(Source data)
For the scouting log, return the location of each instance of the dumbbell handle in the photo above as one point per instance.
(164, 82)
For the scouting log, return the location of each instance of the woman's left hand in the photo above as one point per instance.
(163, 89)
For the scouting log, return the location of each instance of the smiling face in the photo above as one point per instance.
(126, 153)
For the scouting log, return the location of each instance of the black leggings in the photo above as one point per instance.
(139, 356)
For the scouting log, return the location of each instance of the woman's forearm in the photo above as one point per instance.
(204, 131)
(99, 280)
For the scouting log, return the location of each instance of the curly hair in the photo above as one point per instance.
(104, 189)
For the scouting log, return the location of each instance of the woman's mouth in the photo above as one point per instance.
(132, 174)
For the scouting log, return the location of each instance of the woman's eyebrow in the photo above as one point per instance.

---

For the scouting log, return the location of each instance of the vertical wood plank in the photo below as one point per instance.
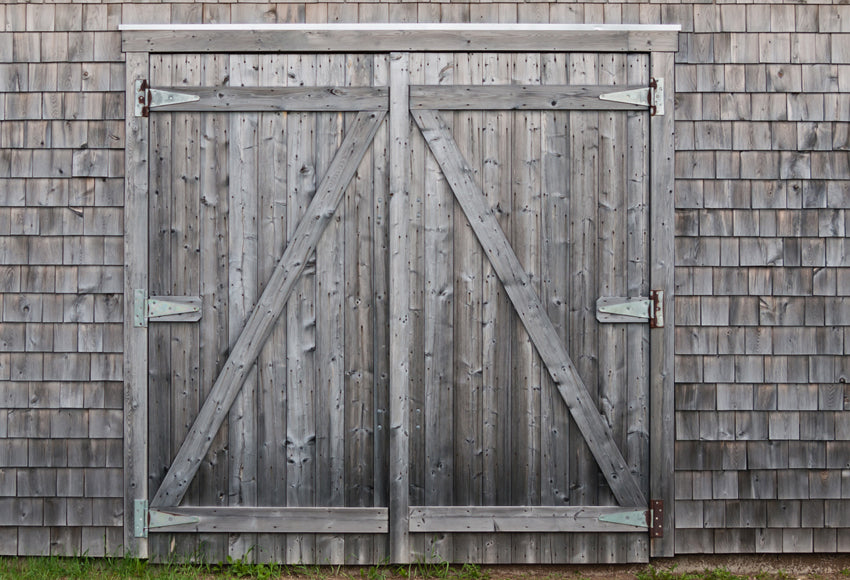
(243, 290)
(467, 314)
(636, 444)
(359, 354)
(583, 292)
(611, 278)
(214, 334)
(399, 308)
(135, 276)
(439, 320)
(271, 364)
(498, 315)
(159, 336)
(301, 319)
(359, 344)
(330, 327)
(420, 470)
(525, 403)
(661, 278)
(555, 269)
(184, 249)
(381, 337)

#### Work required:
Copy out, exactly and alone, the lines of the entries above between the ones holding "the woman's forearm" and "the woman's eyebrow", inclusive.

#### Task response:
For the scouting log, return the location of each instance of the woman's forearm in the photo above as one point per instance.
(204, 131)
(99, 280)
For the scouting log, return the location of each instance of the curly hair in the photo above as one point per instance.
(104, 189)
For the scouting log, return the location of each instance of the woman's mouth in the photo above as one point per instance.
(132, 174)
For the scouting log, return the location of each instance of the woman's eyebrow in the photo above as one point per instance.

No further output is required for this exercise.